++++ Exercise inputs ++++

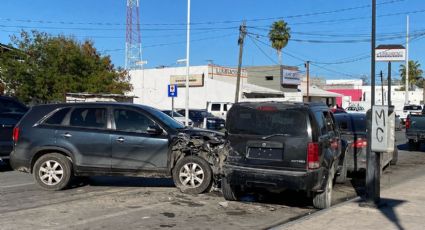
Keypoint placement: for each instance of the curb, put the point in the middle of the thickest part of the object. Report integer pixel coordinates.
(314, 214)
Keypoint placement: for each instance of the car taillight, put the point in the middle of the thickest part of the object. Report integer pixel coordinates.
(359, 143)
(313, 156)
(15, 135)
(407, 123)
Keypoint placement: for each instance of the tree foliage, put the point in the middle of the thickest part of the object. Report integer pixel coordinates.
(415, 74)
(279, 36)
(43, 68)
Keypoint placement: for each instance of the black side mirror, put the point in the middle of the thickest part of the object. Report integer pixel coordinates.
(154, 130)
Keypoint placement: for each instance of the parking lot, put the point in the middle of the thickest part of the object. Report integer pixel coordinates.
(126, 202)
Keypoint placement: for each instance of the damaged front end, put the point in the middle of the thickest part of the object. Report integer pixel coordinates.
(208, 145)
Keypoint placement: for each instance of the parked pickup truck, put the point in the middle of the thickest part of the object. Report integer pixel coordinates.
(415, 130)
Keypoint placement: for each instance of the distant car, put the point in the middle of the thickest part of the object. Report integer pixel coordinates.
(219, 109)
(410, 109)
(353, 130)
(178, 117)
(11, 111)
(202, 119)
(355, 109)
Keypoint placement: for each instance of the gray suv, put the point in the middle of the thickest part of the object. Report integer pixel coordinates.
(278, 146)
(57, 142)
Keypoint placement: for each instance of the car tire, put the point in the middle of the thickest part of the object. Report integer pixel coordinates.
(230, 192)
(53, 171)
(323, 199)
(192, 175)
(342, 177)
(395, 157)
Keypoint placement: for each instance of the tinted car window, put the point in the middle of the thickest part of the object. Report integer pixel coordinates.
(10, 106)
(259, 122)
(131, 121)
(57, 117)
(88, 117)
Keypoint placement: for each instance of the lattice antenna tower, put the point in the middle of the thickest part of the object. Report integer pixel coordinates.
(133, 44)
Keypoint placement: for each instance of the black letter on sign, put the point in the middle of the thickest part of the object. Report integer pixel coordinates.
(379, 138)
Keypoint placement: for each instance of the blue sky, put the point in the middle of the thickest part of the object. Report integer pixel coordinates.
(332, 34)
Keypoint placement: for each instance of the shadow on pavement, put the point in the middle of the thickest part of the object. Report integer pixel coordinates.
(387, 208)
(4, 167)
(121, 181)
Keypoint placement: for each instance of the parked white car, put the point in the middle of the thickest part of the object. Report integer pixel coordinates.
(410, 109)
(219, 109)
(178, 117)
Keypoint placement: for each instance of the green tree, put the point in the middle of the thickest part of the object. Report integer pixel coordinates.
(415, 74)
(279, 36)
(43, 68)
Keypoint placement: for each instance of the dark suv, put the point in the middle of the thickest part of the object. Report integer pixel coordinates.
(57, 142)
(279, 146)
(11, 111)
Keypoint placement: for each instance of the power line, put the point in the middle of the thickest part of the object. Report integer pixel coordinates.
(340, 10)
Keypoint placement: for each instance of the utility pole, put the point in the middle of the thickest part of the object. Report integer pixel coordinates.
(389, 84)
(307, 66)
(187, 63)
(373, 161)
(407, 62)
(242, 33)
(382, 87)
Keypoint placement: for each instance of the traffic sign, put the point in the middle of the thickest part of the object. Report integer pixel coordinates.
(172, 90)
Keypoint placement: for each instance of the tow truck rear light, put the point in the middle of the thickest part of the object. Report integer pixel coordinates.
(360, 143)
(407, 123)
(313, 155)
(15, 135)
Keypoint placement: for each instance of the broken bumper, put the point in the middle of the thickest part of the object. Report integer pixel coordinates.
(266, 178)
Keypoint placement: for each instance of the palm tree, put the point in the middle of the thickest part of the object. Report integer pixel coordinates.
(279, 36)
(415, 73)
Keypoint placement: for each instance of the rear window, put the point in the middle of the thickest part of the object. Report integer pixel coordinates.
(352, 124)
(412, 107)
(57, 117)
(88, 117)
(244, 120)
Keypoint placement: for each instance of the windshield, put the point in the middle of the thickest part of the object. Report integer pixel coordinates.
(167, 120)
(172, 114)
(291, 122)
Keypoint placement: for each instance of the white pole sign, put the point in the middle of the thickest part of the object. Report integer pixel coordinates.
(379, 128)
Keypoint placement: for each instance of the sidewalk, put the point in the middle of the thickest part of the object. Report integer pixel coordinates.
(404, 209)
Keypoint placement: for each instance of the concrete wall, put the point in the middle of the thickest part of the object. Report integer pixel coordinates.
(150, 86)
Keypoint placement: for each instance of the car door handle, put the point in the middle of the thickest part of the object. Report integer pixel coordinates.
(67, 135)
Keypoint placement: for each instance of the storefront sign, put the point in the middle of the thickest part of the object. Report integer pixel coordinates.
(291, 77)
(387, 55)
(225, 71)
(195, 80)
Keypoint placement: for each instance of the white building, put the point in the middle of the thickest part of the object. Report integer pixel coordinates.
(207, 84)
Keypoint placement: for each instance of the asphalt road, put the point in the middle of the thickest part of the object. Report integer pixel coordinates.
(145, 203)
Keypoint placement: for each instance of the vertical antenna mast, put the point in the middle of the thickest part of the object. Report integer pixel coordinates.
(133, 45)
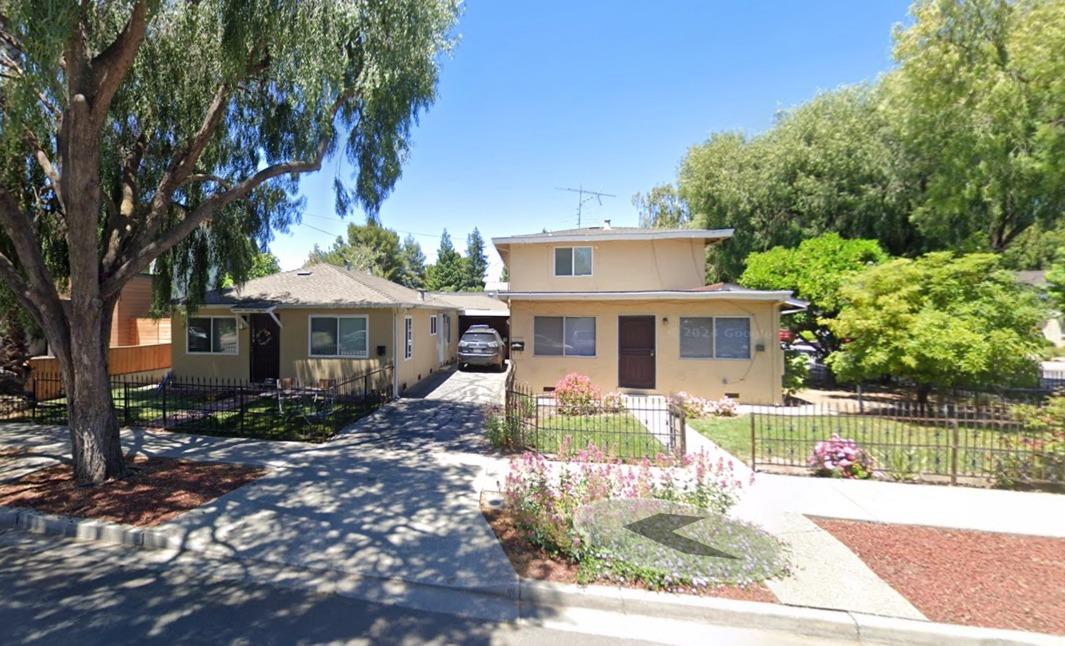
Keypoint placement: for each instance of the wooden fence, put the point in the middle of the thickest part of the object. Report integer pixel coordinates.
(121, 360)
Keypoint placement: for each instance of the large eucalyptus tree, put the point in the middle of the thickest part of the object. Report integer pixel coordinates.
(177, 130)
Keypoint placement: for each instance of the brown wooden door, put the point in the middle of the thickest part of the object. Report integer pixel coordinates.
(265, 348)
(636, 351)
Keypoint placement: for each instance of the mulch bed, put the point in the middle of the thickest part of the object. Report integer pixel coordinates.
(530, 562)
(977, 578)
(154, 491)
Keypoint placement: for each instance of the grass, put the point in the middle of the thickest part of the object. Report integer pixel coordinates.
(617, 434)
(901, 448)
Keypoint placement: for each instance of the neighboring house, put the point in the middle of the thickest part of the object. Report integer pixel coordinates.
(1053, 328)
(321, 323)
(629, 309)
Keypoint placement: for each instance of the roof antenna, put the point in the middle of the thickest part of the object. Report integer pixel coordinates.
(582, 192)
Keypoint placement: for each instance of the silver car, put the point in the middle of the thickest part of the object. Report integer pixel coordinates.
(481, 346)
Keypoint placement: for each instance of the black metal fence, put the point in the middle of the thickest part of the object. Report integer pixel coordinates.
(283, 410)
(1008, 445)
(620, 426)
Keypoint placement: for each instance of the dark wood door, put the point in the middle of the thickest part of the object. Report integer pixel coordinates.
(265, 348)
(636, 351)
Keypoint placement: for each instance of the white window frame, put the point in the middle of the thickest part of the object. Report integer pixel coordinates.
(236, 324)
(408, 337)
(573, 264)
(563, 354)
(750, 346)
(337, 317)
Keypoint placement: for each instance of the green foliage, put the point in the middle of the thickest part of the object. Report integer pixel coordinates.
(815, 270)
(412, 264)
(449, 272)
(476, 262)
(977, 97)
(370, 247)
(938, 320)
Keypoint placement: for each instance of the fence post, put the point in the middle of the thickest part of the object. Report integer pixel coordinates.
(954, 441)
(126, 401)
(753, 450)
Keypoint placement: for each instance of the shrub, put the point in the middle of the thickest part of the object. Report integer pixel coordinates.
(576, 395)
(840, 458)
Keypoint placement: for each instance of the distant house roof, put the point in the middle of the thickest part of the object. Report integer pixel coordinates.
(612, 233)
(1036, 278)
(474, 303)
(321, 285)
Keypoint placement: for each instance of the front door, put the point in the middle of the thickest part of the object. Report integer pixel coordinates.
(265, 348)
(636, 351)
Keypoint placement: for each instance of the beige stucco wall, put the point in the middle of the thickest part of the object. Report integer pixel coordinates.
(617, 265)
(756, 380)
(295, 359)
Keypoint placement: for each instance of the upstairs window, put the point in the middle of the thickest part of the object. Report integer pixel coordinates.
(573, 261)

++++

→ Task details
Only the text of the records belongs in your answer, copied exactly as it appears above.

→ Response area
Keypoint placement: for each instance of the curb, put the point in the middle of the thickest part of the object. Report integer pixel coordinates.
(314, 214)
Keypoint placement: for each instance of the car taillight, put the point in the middle of the thickest part of the object. Report integer pixel coordinates.
(359, 143)
(313, 156)
(15, 135)
(407, 123)
Keypoint placement: for each instance of the tree foliage, put the point in the middle of the thickest part of the object. Report integer pixel coordinates.
(415, 74)
(279, 36)
(43, 68)
Keypoint placement: for each instance of the black side mirror, put the point in the middle of the thickest part of the object. Report integer pixel coordinates.
(154, 130)
Keypoint placement: for each instance of the parking lot, put the point in the middle of the thickest part of the object. Report integer pixel coordinates.
(126, 202)
Keypoint placement: for each instance of the damaged front end, put the point in the middle of the thickest part of the object. Report integer pixel coordinates.
(208, 145)
Keypoint placement: for each instance of the parked pickup truck, put the point in the middle of the thickest part of the object. Report integer pixel coordinates.
(415, 130)
Keypoint placement: for each instance of the distant car, put the point in the middle of the thickest part of the object. Report integer pixel coordinates.
(219, 109)
(410, 109)
(353, 130)
(178, 117)
(11, 111)
(202, 119)
(355, 109)
Keypoint placement: for each instance of the gray suv, put the point in the middle of the thickest part of the object. Report integer pixel coordinates.
(278, 146)
(57, 142)
Keypoint placement: for each instance of the car tire, put the point in the middle of the thickest part of the object. Report integer pixel coordinates.
(230, 192)
(53, 171)
(323, 199)
(192, 175)
(342, 177)
(395, 157)
Keypoint placement: for each instance of the tinted car window, put the point in the middle of the thickest part of the object. Report integer pixel coordinates.
(10, 106)
(259, 122)
(131, 121)
(57, 117)
(88, 117)
Keypoint placement: for each instance of the lattice antenna tower, put the point in the middle of the thickest part of the object. Report integer pixel coordinates.
(133, 44)
Keypoint placement: for each instance of the black letter on sign, put the point in the middle of the thickest part of the object. Report integer pixel coordinates.
(379, 138)
Keypoint placement: for each instance of the blue sky, put the point in the middle of the thickest part of the object. Report integer pixel coordinates.
(332, 34)
Keypoint placement: for each instance of the shadow on pavement, put the point in the middle of the thickest part of the object. Report integer pixel coordinates.
(387, 208)
(4, 167)
(121, 181)
Keypoint placement: for each instance of the parked white car, put the point in the middle of the thickest part of the object. Report integer pixel coordinates.
(410, 109)
(219, 109)
(178, 117)
Keypoint placement: for each instance of the green tree, put the point in the middle of the thickest part of the object. Report integer pixel coordinates.
(415, 74)
(279, 36)
(43, 68)
Keypoint placement: for each instance of the dark suv, put the point in the middle of the thickest part of the object. Report integer pixel coordinates.
(57, 142)
(279, 146)
(11, 111)
Keypoint placement: for each instance of the power line, put the point in the middle of the thickest part of the object. Report integer pixel coordinates.
(340, 10)
Keypoint placement: for each instance of the utility pole, put the point in the middle of the thickest part of the object. Report integer pixel coordinates.
(389, 84)
(307, 66)
(187, 63)
(373, 161)
(407, 62)
(242, 33)
(382, 87)
Keypoint placement: for each instance of the traffic sign, put the point in the middle of the thickest part of the object. Report integer pixel coordinates.
(172, 90)
Keypoint placement: for each instance of the tow truck rear light, put the point in the middle of the thickest part of the object. Report integer pixel coordinates.
(360, 143)
(407, 123)
(313, 155)
(15, 135)
Keypoint placement: for each instance of the broken bumper, put the point in the middle of the thickest part of the object. Report integer pixel coordinates.
(266, 178)
Keypoint placement: for each instance of the palm tree, put the point in the middle of the thickest part of the object. Report integer pixel coordinates.
(279, 36)
(415, 73)
Keypoint placement: for each instance of the rear window, put the point in the middle of the thickest part of the object. Report integer pixel coordinates.
(352, 124)
(412, 107)
(57, 117)
(88, 117)
(244, 120)
Keypoint placement: for each instance of the windshield, put the point in the middle of the thickest part of the object. Report integer pixel coordinates.
(167, 120)
(172, 114)
(291, 122)
Keypoint placement: for each instance of the white pole sign, put the point in the middle of the thickest part of the object. Report integer pixel coordinates.
(379, 128)
Keypoint placement: for each instance of the sidewalk, put the point in the middle of the thickest part of the object. Report integer pixel coordinates.
(404, 209)
Keypoint placement: for each instance of the concrete wall, put the point in the middle of the thickest part of the object. Report integer pixel coordinates.
(150, 86)
Keypoint placement: for each instance of the car door handle, put the point in the middle of the thickest part of the object. Report integer pixel coordinates.
(67, 135)
Keypoint placement: for each instance of the storefront sign, put the point in the middle of the thickest part of the object. Report integer pixel coordinates.
(291, 77)
(387, 55)
(225, 71)
(195, 80)
Keypoint placement: for each instance of the white building, put the point in the middle of the thickest part of the object. Report integer pixel coordinates.
(207, 84)
Keypoint placement: for each instance of the asphalt road, put the point in the middle of the thickest part of the object. Report integer pixel coordinates.
(145, 203)
Keypoint placement: for each instance of the vertical antenna mast, put the point in the middle of the thickest part of the object. Report integer pixel coordinates.
(133, 45)
Keypoint placement: for each instance of the wooden fence, put the point in the middle of the thickest part of the object. Report integer pixel coordinates.
(121, 360)
Keypoint placement: for each instance of the large eucalyptus tree, put the point in the middle of the thickest part of the object. Report integer pixel coordinates.
(177, 130)
Keypoint placement: for each instance of the brown wooden door, put the point in the middle of the thickest part of the object. Report integer pixel coordinates.
(265, 348)
(636, 351)
Keypoint placement: for each instance of the mulch bed, put the point in the middle of the thickest part of the object. Report integer pixel coordinates.
(530, 562)
(977, 578)
(154, 491)
Keypoint placement: for each instance of the grass, put the point in the middle of the thickest part of the object. Report integer pixel coordinates.
(617, 434)
(901, 448)
Keypoint placement: for each instance of the neighboring house, put the point in the middle of the thickest part of the object. Report integer pixel coordinates.
(1053, 328)
(321, 323)
(629, 309)
Keypoint placement: for each instance of the roof antenna, put the point in the middle of the thickest part of the object. Report integer pixel coordinates.
(582, 192)
Keypoint placement: for each instance of the silver car, put the point in the middle of the thickest part of the object. Report integer pixel coordinates.
(481, 346)
Keypoint placement: for each instance of the black metal fence, put the point in the middle of the thickest part of the object. Report integer pixel coordinates.
(283, 410)
(1008, 445)
(620, 426)
Keypoint placement: for each instance of the dark wood door, put the point in the middle of the thickest part of the object. Report integer pixel coordinates.
(265, 348)
(636, 351)
Keypoint placement: for each instance of the white window frame, put the point in the middle of the thickest part of the object. Report integer pixel coordinates.
(236, 324)
(408, 337)
(573, 264)
(563, 354)
(750, 346)
(337, 317)
Keypoint placement: for each instance of the green foliage, put the point in the middle of the thickest part of the object. Report integer pixel coordinates.
(815, 270)
(412, 264)
(449, 272)
(476, 262)
(977, 97)
(370, 247)
(938, 320)
Keypoint placement: for each instance of the fence post, put the point in the middle of the thickest part of the object. Report integer pixel coordinates.
(954, 441)
(126, 401)
(753, 450)
Keypoint placement: for each instance of the shrub, put the point in the middle of the thickest part of the object. Report integer pixel coordinates.
(576, 395)
(840, 458)
Keypoint placement: for each instance of the distant house roof, put the point in the middle of the thickest part of the object. Report integer pixel coordinates.
(612, 233)
(1036, 278)
(474, 303)
(321, 285)
Keypoint placement: for each instance of the front door, put the point in the middle of the thickest part of the object. Report integer pixel coordinates.
(265, 348)
(636, 351)
Keypoint placement: for each instance of the beige stucco wall, put the point in the middle of the thickest part of the object. Report integer pixel coordinates.
(617, 265)
(756, 380)
(295, 359)
Keypoint placement: for each instance of the upstairs window, put the point in the middle of the thickest part of the object. Report integer pixel coordinates.
(573, 261)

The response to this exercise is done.